» Goal
Could you repeat the records below exactly, leaving out any pictures?

[Photo object pointing records]
···
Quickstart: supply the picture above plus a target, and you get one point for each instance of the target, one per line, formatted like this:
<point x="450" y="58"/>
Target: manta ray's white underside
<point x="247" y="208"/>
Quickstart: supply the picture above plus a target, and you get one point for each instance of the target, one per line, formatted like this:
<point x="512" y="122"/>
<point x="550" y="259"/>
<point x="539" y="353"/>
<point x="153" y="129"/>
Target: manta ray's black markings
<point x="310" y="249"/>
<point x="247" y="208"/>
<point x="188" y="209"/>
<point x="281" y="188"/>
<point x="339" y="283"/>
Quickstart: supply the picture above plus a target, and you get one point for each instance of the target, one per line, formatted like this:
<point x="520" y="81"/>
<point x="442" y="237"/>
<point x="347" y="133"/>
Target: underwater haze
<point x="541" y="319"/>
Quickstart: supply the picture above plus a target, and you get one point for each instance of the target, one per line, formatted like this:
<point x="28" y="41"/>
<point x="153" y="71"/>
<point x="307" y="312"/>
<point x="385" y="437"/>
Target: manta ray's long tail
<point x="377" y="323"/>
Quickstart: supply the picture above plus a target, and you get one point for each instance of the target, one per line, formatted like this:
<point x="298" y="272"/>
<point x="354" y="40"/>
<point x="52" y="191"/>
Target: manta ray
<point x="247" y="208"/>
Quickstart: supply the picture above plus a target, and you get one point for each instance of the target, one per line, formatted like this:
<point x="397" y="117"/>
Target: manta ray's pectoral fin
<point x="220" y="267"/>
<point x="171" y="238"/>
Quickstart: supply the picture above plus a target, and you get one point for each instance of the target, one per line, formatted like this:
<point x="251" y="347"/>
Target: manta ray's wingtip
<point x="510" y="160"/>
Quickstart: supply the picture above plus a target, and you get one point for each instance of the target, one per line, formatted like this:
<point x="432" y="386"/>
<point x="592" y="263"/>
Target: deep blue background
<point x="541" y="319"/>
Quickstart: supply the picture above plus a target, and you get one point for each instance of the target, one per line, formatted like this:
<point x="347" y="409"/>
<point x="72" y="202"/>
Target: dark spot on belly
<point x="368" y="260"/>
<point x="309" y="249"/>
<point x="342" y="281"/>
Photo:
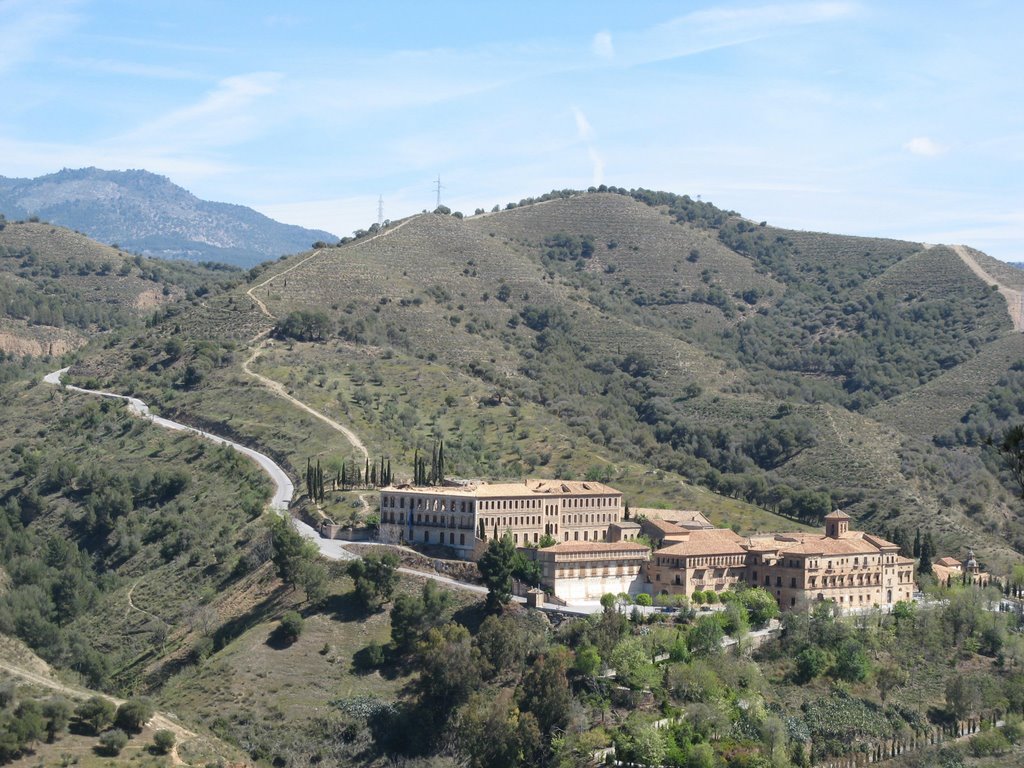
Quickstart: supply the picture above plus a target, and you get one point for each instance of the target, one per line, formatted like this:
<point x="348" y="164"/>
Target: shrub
···
» Response to this task
Quickstart: supply the picture above plus a target, and you get one point for each instance of the target, one per line, formatted like this:
<point x="450" y="58"/>
Target: manta ray's white underside
<point x="247" y="208"/>
Quickstart: supply the picture above plus a target, and you get one point for each instance of the target, one per line, formatted like this:
<point x="512" y="122"/>
<point x="550" y="259"/>
<point x="539" y="353"/>
<point x="153" y="129"/>
Target: manta ray's black markings
<point x="310" y="249"/>
<point x="247" y="208"/>
<point x="188" y="209"/>
<point x="281" y="188"/>
<point x="339" y="283"/>
Quickstart: supply the picture above plus a target, and you get one point for each instance of the target, one per line, formatted like this:
<point x="520" y="81"/>
<point x="442" y="237"/>
<point x="347" y="133"/>
Target: underwater haze
<point x="541" y="319"/>
Quickstart: supply the picture above plus a target, and you get one point for each instance of the target, one per line, formatted like this:
<point x="28" y="41"/>
<point x="153" y="71"/>
<point x="307" y="312"/>
<point x="385" y="437"/>
Target: manta ray's long tail
<point x="377" y="323"/>
Quickstart: supply the picture above plus a target, and you get one point for each instance of the target, one per line, formatted like this:
<point x="298" y="272"/>
<point x="354" y="40"/>
<point x="52" y="191"/>
Target: manta ray
<point x="247" y="208"/>
Quickstart: supply the picture above plus a target, and you get one point for each instance of the target, one per line, formatted like this:
<point x="397" y="117"/>
Target: manta ray's pectoral fin
<point x="220" y="267"/>
<point x="171" y="238"/>
Quickstart: supply the picture above plus a target, and you get one point for each instance of the target, one per line, formatted like this:
<point x="251" y="347"/>
Target: manta ray's wingtip
<point x="510" y="160"/>
Quickstart: supply the picture above plus a target, and you get one point for each instance of the target, one per line, formatted like this:
<point x="432" y="386"/>
<point x="592" y="263"/>
Target: deep blue background
<point x="541" y="319"/>
Quickstart: supply the picture above plus a target, and you get one point for each instance of the target, one per line, formatted like this:
<point x="347" y="409"/>
<point x="72" y="202"/>
Target: dark spot on belly
<point x="368" y="260"/>
<point x="309" y="249"/>
<point x="342" y="281"/>
Photo:
Quickstart: supply the picture above plus a target, and you get one point for each instance of the target, one per line, formatted like this:
<point x="348" y="164"/>
Target: shrub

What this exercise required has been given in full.